- Challenge 1
In two sentences, summarize the mailing list post below.

Skip to Content.
Sympa Menu

charm - Re: [charm] Charm 6.2.2 Release Candidate Ready

charm AT lists.cs.illinois.edu

Subject: Charm++ parallel programming system

List archive

Re: [charm] Charm 6.2.2 Release Candidate Ready


Chronological Thread 
  • From: Tom Quinn <trq AT astro.washington.edu>
  • To: Phil Miller <mille121 AT illinois.edu>
  • Cc: Charm Mailing List <charm AT cs.illinois.edu>, gzheng AT illinois.edu
  • Subject: Re: [charm] Charm 6.2.2 Release Candidate Ready
  • Date: Fri, 3 Sep 2010 21:09:57 -0700 (PDT)
  • List-archive: <http://lists.cs.uiuc.edu/pipermail/charm>
  • List-id: CHARM parallel programming system <charm.cs.uiuc.edu>

I retried my failed restart with the latest development version, and I got:

Main(CkMigrateMessage) called
Group TraceControlPointsBOC is not yet capable of migration.
...
------------- Processor 282 Exiting: Caught Signal ------------
Signal: segmentation violation
Suggestion: Try running with '++debug', or linking with '-memory paranoid' (memo
ry paranoid requires '+netpoll' at runtime).
Group TraceControlPointsBOC is not yet capable of migration.

- Excerpted records
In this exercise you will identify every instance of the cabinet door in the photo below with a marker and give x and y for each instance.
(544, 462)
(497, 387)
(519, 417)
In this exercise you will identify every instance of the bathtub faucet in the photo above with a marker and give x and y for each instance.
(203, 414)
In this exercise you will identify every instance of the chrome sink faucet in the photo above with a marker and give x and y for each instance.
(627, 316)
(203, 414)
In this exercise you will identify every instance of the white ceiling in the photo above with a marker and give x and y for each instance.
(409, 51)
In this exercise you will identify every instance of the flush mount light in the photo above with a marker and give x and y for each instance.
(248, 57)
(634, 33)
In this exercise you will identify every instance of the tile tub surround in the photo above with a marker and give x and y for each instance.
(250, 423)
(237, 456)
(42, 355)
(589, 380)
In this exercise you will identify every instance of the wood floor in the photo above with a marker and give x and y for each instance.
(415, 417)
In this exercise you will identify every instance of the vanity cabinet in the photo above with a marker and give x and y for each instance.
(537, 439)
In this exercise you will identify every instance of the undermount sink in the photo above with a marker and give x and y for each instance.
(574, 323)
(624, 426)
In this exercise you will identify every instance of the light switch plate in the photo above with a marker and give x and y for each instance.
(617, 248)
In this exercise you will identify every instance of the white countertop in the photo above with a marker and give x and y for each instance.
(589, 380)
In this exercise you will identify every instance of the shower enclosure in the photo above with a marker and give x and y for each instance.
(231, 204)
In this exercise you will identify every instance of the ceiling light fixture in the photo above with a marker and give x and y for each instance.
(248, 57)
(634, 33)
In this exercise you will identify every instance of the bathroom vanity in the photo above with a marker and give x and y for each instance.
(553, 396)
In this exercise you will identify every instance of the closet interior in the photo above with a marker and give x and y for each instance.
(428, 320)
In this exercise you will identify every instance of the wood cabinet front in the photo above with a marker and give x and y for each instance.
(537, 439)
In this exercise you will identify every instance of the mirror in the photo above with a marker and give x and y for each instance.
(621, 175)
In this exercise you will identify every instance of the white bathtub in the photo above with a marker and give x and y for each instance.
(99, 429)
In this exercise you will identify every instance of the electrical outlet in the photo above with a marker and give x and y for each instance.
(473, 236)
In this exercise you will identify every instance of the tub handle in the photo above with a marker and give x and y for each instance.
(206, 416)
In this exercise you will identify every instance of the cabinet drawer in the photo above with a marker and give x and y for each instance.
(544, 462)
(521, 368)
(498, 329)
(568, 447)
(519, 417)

- Challenge 2
Print the lines of the records from the one containing "the white bathtub" through the end of the records, inclusive, reproducing them without any changes.

- Answer 1
Tom Quinn retried a failed restart with the latest development version of Charm and got output reporting that Main(CkMigrateMessage) was called and that group TraceControlPointsBOC is not yet capable of migration. Processor 282 then exited on a segmentation violation, with a suggestion to try running with '++debug' or linking with '-memory paranoid'.

- Answer 2
In this exercise you will identify every instance of the white bathtub in the photo above with a marker and give x and y for each instance.
(99, 429)
In this exercise you will identify every instance of the electrical outlet in the photo above with a marker and give x and y for each instance.
(473, 236)
In this exercise you will identify every instance of the tub handle in the photo above with a marker and give x and y for each instance.
(206, 416)
In this exercise you will identify every instance of the cabinet drawer in the photo above with a marker and give x and y for each instance.
(544, 462)
(521, 368)
(498, 329)
(568, 447)
(519, 417)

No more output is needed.